**Exercise description**
Rewrite the material below as a numbered list with blank lines omitted, and leave the pictures out of your answer.

**Recorded data**
________________________________________
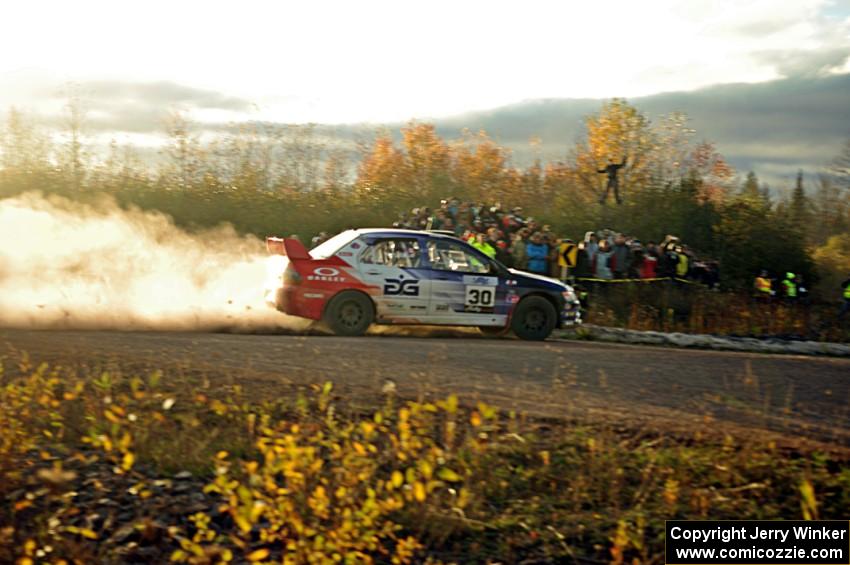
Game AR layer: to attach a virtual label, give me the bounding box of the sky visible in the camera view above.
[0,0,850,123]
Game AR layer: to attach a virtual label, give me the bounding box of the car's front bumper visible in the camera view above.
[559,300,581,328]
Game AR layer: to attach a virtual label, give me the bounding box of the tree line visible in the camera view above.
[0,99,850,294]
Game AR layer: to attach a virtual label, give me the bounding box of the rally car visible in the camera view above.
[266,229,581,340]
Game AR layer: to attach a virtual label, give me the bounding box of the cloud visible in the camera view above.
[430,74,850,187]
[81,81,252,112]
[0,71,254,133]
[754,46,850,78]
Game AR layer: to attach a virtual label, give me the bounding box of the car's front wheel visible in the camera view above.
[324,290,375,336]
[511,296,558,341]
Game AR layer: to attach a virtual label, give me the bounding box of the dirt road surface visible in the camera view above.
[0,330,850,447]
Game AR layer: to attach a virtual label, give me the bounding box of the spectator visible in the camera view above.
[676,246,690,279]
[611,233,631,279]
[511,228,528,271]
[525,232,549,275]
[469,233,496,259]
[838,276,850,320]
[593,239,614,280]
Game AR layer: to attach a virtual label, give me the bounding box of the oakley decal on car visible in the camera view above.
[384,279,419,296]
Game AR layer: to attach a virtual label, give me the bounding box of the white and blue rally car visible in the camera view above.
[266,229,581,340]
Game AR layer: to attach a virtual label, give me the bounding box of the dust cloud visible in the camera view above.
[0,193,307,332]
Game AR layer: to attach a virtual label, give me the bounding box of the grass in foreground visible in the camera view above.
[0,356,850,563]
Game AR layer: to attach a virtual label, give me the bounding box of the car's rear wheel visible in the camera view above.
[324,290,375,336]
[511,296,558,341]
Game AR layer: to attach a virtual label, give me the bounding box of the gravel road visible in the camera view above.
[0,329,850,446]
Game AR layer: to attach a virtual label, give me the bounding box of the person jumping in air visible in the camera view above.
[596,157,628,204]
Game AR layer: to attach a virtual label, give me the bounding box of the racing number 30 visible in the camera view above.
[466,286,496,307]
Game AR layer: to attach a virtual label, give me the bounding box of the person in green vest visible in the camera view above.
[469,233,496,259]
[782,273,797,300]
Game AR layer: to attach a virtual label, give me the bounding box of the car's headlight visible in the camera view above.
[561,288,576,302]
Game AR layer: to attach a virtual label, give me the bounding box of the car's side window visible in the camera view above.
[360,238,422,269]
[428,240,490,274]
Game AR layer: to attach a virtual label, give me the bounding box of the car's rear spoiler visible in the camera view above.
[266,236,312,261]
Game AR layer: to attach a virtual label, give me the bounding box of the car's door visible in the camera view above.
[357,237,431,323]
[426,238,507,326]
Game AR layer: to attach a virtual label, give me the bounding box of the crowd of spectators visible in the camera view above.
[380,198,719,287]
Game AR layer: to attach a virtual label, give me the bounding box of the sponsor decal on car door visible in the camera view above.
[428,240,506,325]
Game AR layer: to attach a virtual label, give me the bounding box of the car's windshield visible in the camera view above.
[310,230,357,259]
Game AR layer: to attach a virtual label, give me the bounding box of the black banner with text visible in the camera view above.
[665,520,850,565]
________________________________________
**Solution below**
1. Game AR layer: to attach a virtual label, give me the bounding box of the sky visible in the camera view above.
2. [0,0,850,123]
3. Game AR layer: to attach a virtual label, give me the bounding box of the car's front bumper visible in the camera view above.
4. [559,300,581,328]
5. Game AR layer: to attach a virtual label, give me the bounding box of the tree line visible in the camera view above.
6. [0,99,850,294]
7. Game AR layer: to attach a virtual label, give me the bounding box of the rally car visible in the camera view above.
8. [266,229,581,340]
9. Game AR layer: to attach a virtual label, give me the bounding box of the cloud visible in the camera view above.
10. [430,74,850,187]
11. [81,81,252,112]
12. [0,71,254,133]
13. [754,46,850,78]
14. Game AR layer: to attach a virtual label, give me the bounding box of the car's front wheel visible in the camera view above.
15. [324,290,375,336]
16. [511,296,558,341]
17. Game AR layer: to attach a virtual label, give me the bounding box of the dirt road surface visible in the camera view above.
18. [0,330,850,447]
19. Game AR layer: to attach a virtual label, give me the bounding box of the spectator visible in the camera view above.
20. [676,246,690,279]
21. [611,233,631,279]
22. [511,228,528,271]
23. [525,232,549,275]
24. [469,233,496,259]
25. [838,276,850,320]
26. [593,239,614,280]
27. Game AR layer: to attach a virtual label, give me the bounding box of the oakley decal on car visible in the camera view above.
28. [384,279,419,296]
29. Game AR layer: to attach a virtual label, give me the bounding box of the white and blue rally car visible in the camera view above.
30. [266,229,581,340]
31. Game AR layer: to attach a virtual label, give me the bounding box of the dust cloud visible in the camera view above.
32. [0,193,307,332]
33. Game AR layer: to attach a virtual label, give me the bounding box of the grass in foreground visible in the camera view above.
34. [0,356,850,563]
35. Game AR layer: to attach a virtual label, give me the bounding box of the car's rear wheel visible in the camera view above.
36. [324,290,375,336]
37. [511,296,558,341]
38. Game AR layer: to attach a virtual label, give me the bounding box of the gravel road visible in the camera view above.
39. [0,329,850,446]
40. Game AR layer: to attach a virtual label, give me the bounding box of the person jumping in air visible in the camera view above.
41. [596,157,628,204]
42. Game AR layer: to attach a virtual label, give me the bounding box of the racing number 30 visible in the camera view above.
43. [466,286,496,307]
44. Game AR layer: to attach a virtual label, give me the bounding box of the person in green vest visible in the camera view above.
45. [469,233,496,259]
46. [782,273,797,300]
47. Game AR layer: to attach a virtual label, give me the bounding box of the car's headlight visible in the camera view above.
48. [561,288,576,302]
49. Game AR layer: to attach a virtual label, give me the bounding box of the car's side window visible in the camera view above.
50. [360,238,422,269]
51. [428,240,490,274]
52. Game AR layer: to attach a virtual label, give me the bounding box of the car's rear spoiler visible in the camera view above.
53. [266,236,312,261]
54. Game AR layer: to attach a virtual label, give me the bounding box of the car's door visible in the camera view above.
55. [357,237,431,323]
56. [426,238,507,326]
57. Game AR layer: to attach a virtual label, give me the bounding box of the crowd of spectators visible in the camera view above.
58. [380,198,719,287]
59. Game AR layer: to attach a virtual label, give me the bounding box of the sponsor decal on car door visible in the camera view above.
60. [428,240,506,325]
61. Game AR layer: to attach a virtual label, give me the bounding box of the car's windshield visible in the camera view above.
62. [310,230,357,259]
63. Game AR layer: to attach a virtual label, give me the bounding box of the black banner with text visible in the camera view above.
64. [665,520,850,565]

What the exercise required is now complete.